[Excerpts from a dataset]
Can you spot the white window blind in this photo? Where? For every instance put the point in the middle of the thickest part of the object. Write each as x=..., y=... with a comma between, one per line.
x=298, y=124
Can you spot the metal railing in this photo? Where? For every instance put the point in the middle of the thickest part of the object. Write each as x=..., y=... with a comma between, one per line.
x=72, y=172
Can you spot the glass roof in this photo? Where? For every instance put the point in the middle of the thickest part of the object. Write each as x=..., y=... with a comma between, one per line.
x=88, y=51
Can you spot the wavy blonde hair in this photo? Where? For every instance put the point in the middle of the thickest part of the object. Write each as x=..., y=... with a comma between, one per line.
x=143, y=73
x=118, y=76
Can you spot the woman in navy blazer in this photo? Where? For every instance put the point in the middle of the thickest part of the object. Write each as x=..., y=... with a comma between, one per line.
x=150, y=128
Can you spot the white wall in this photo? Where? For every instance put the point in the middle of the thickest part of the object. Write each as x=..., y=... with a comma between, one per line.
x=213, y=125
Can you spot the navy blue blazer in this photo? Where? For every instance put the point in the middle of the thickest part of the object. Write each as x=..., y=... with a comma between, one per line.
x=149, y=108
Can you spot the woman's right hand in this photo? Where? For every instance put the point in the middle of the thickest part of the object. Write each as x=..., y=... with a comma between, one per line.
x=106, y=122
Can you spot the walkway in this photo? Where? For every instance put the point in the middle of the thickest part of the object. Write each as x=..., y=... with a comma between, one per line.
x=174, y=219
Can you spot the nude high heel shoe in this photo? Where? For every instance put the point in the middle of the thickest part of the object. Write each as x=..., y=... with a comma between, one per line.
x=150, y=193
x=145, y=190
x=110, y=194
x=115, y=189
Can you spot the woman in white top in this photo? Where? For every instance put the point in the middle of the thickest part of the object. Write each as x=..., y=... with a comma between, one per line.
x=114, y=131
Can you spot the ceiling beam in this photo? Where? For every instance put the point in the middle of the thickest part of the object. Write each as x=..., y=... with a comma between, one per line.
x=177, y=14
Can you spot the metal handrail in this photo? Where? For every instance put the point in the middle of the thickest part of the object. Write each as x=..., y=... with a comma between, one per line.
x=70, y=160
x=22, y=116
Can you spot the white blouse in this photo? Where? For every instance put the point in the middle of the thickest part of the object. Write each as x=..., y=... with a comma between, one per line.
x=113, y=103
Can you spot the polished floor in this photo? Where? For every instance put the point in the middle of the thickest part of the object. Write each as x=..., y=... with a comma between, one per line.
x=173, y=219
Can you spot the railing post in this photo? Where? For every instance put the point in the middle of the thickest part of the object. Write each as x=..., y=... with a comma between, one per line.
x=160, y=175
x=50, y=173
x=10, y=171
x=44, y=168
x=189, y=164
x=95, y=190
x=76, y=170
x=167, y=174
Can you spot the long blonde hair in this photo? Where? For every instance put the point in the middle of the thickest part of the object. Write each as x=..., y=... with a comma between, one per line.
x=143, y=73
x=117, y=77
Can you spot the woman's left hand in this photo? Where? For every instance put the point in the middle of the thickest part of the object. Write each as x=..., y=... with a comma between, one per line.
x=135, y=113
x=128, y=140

- About this task: Now repeat the data exactly, keeping every line.

- Solution:
Can you spot the white window blind in this photo? Where? For every instance put the point in the middle of the thickest part of the object. Write each as x=..., y=... with a comma between, one per line.
x=298, y=124
Can you spot the metal railing in this photo? Where? For every instance put the point in the middle of the thickest part of the object. Write each as x=..., y=... with a comma between, one per line.
x=72, y=172
Can you spot the glass roof in this photo? Where? For every instance put the point in the middle of the thickest part of the object. Write each as x=..., y=... with a comma between, one per line.
x=88, y=51
Can you spot the wavy blonde hair in this photo? Where? For every instance put the point in the middle of the thickest part of the object. Write each as x=..., y=... with a comma between, one per line.
x=143, y=73
x=118, y=76
Can you spot the woman in navy blazer in this photo? Where? For every instance put the point in the middle of the thickest part of the object. Write each as x=..., y=... with a comma between, one per line.
x=150, y=128
Can you spot the white wall in this photo? Where? For every instance put the point in the middle of the thickest part of the object. Write each as x=..., y=... with a comma between, one per line.
x=213, y=125
Can you spot the navy blue blazer in this photo? Where? For every instance put the point in the middle of the thickest part of the object. Write each as x=..., y=... with a comma between, one per line.
x=149, y=108
Can you spot the woman's right hand in this photo? Where? For every instance put the point in the middle of the thickest part of the object. Write each as x=..., y=... with a comma between, one per line.
x=106, y=122
Can you spot the walkway in this photo? Where? For every instance put the point in the middle of the thickest part of the object. Write each as x=..., y=... with a comma between, one per line.
x=174, y=219
Can you spot the nude high heel shoe in this photo? Where? For every instance put the point in the middle of the thickest part of the object. Write each as x=..., y=... with a comma between, one per line.
x=150, y=193
x=145, y=190
x=110, y=194
x=115, y=189
Can you spot the woman in white top in this photo? Where? For every instance put the point in the middle of the thickest part of the object. Write each as x=..., y=... with a comma between, one per line.
x=114, y=131
Can you spot the ceiling beam in this photo? Where? For every instance put the point in the middle of the thickest part of the object. Write each as x=..., y=... with a comma between, one per line.
x=177, y=14
Can you spot the metal handrail in this photo? Where? For every instance put the point in the middle of the thickest part of the object. Write each as x=..., y=... with a comma between, one per line.
x=70, y=160
x=22, y=116
Can you spot the white blouse in this photo? Where? For every instance put the point in the middle of the thickest part of the object. Write each as x=..., y=... with a comma between, one per line.
x=113, y=103
Can you spot the polished floor in this photo? Where? For every instance put the point in the middle of the thickest part of the object. Write each as x=..., y=... with a comma between, one per line.
x=173, y=219
Can you spot the railing post in this photo? Where? For every instance put the point in the middle of the thickest part of the object. Write each as x=..., y=... with a comma between, one per line.
x=160, y=175
x=50, y=173
x=10, y=171
x=44, y=168
x=189, y=164
x=95, y=190
x=76, y=170
x=167, y=174
Can you spot the long blonde hair in this photo? Where? For every instance put the point in the middle of the thickest part of the object. Write each as x=..., y=... with a comma between, one per line.
x=143, y=73
x=117, y=77
Can you spot the woman's left hand in this photo? Where? For every instance put the point in the middle of the thickest part of the object. Write each as x=..., y=... with a comma between, one per line.
x=135, y=113
x=128, y=140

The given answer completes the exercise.